→ How to complete this task
Please output the full article about Kellen's conversion to Islam, word for word.

→ Excerpt provided
Why Kellen is a Muslim

August 22, 2013

Kellen recently converted to Islam and now prays toward Mecca five times a day.

While the rest of the family attends a Methodist church downtown, Carol accepted Kellen’s conversion without judgment or surprise. She suspects Kellen enjoys the rigid routine of daily prayers.

The conversion wasn’t as sudden as it might have seemed, Kellen said. She remembers watching a National Geographic documentary on three strangers traveling to Mecca for the religious pilgrimage known as the Hajj. Something about it tugged at her. For some reason, she cried, she says.

When Kellen and her boyfriend began arguing too much, she found little relief at church but remembered how the documentary had made her feel years earlier.

“You plant the seed,” she says as an explanation for the change of faith, “and it might grow.”

Kellen is among the most outspoken of the Hatch children, confident and clear-eyed about her disability. She “loathes” alcohol, she says, but that wasn’t always the case.

When she learned she was pregnant with her own child, she was holding a pregnancy test in one hand and a shot of liquor in the other. She handed the booze to Deyna’s father and was done with drinking.

“I was denied a chance to grow up with my biological mom because she couldn’t take care of herself, much less me,” she says.

Carol used to see Kellen’s biological mother on the street in Anchorage. At age 38, she died of pneumonia. Carol arranged for her funeral. She was a volunteer at Bean’s Cafe and the Brother Francis Shelter, according to her obituary.

“Kellen’s mom — I’m sure she was FAS,” Carol says.

Today Kellen coordinates her prayer time with caring for Deyna after school. The only one of Carol’s adopted children with a job, Kellen wears her hijab while cleaning the Methodist church she attended as a child.

Natural-language object grounding data:
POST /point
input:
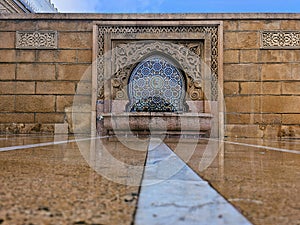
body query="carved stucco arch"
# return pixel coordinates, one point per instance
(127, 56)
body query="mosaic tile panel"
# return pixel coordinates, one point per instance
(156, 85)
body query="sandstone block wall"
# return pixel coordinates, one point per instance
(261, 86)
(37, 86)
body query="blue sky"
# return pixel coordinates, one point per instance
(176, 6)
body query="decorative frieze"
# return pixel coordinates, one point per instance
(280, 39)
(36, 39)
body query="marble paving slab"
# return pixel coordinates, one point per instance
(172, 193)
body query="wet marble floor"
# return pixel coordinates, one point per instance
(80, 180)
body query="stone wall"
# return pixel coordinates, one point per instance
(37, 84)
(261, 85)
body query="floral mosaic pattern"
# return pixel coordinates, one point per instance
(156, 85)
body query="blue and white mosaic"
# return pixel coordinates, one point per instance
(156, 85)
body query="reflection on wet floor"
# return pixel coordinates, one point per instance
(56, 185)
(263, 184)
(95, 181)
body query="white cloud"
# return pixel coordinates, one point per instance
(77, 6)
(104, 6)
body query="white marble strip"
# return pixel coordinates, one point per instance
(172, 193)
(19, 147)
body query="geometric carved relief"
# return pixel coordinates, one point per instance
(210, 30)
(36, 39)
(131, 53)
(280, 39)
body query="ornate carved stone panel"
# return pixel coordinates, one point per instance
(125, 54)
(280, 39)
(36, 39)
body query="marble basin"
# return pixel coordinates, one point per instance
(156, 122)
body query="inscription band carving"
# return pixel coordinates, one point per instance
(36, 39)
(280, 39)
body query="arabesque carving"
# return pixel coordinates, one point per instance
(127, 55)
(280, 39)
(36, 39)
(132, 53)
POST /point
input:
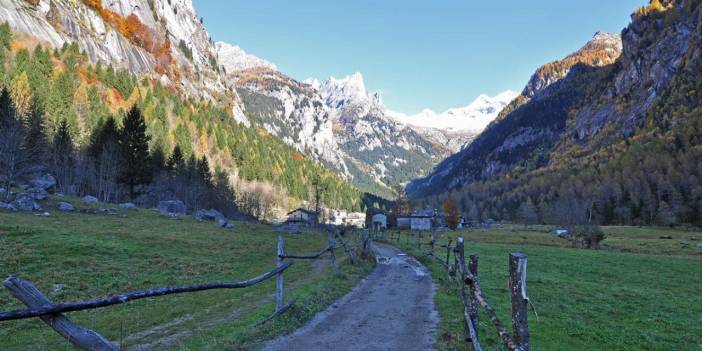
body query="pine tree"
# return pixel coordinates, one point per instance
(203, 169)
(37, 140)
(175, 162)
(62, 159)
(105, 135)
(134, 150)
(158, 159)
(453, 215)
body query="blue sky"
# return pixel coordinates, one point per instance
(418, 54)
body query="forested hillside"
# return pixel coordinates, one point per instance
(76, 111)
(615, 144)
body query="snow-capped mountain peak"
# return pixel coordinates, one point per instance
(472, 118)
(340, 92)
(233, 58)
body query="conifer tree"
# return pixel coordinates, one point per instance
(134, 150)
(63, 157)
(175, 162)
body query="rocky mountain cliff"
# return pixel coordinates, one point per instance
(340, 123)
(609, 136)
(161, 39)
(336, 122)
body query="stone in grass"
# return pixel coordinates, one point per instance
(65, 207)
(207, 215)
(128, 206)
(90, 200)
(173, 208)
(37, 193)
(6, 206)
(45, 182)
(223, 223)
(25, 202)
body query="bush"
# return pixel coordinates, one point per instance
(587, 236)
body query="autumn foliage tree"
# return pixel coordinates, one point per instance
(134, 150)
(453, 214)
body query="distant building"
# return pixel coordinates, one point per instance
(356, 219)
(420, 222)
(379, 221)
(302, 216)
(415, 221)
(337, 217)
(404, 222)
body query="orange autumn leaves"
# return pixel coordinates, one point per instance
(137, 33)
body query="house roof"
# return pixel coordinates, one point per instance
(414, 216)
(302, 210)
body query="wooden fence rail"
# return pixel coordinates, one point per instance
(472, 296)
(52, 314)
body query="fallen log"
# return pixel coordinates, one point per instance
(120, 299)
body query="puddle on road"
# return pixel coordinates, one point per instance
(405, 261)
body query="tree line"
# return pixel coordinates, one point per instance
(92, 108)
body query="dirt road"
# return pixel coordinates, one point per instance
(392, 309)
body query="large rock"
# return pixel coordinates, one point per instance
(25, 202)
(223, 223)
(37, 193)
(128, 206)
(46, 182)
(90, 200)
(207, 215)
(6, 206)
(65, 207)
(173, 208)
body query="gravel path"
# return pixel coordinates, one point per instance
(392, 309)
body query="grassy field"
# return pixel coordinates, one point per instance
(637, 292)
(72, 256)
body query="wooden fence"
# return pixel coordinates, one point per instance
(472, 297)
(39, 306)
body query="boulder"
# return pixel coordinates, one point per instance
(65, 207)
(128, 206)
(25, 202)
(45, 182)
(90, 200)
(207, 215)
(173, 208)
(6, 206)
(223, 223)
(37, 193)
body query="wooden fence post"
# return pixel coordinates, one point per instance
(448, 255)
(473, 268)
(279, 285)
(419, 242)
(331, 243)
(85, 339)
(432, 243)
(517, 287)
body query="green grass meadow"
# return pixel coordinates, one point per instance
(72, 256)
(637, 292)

→ Solution to the problem
Why Kellen is a Muslim

August 22, 2013

Kellen recently converted to Islam and now prays toward Mecca five times a day.

While the rest of the family attends a Methodist church downtown, Carol accepted Kellen’s conversion without judgment or surprise. She suspects Kellen enjoys the rigid routine of daily prayers.

The conversion wasn’t as sudden as it might have seemed, Kellen said. She remembers watching a National Geographic documentary on three strangers traveling to Mecca for the religious pilgrimage known as the Hajj. Something about it tugged at her. For some reason, she cried, she says.

When Kellen and her boyfriend began arguing too much, she found little relief at church but remembered how the documentary had made her feel years earlier.

“You plant the seed,” she says as an explanation for the change of faith, “and it might grow.”

Kellen is among the most outspoken of the Hatch children, confident and clear-eyed about her disability. She “loathes” alcohol, she says, but that wasn’t always the case.

When she learned she was pregnant with her own child, she was holding a pregnancy test in one hand and a shot of liquor in the other. She handed the booze to Deyna’s father and was done with drinking.

“I was denied a chance to grow up with my biological mom because she couldn’t take care of herself, much less me,” she says.

Carol used to see Kellen’s biological mother on the street in Anchorage. At age 38, she died of pneumonia. Carol arranged for her funeral. She was a volunteer at Bean’s Cafe and the Brother Francis Shelter, according to her obituary.

“Kellen’s mom — I’m sure she was FAS,” Carol says.

Today Kellen coordinates her prayer time with caring for Deyna after school. The only one of Carol’s adopted children with a job, Kellen wears her hijab while cleaning the Methodist church she attended as a child.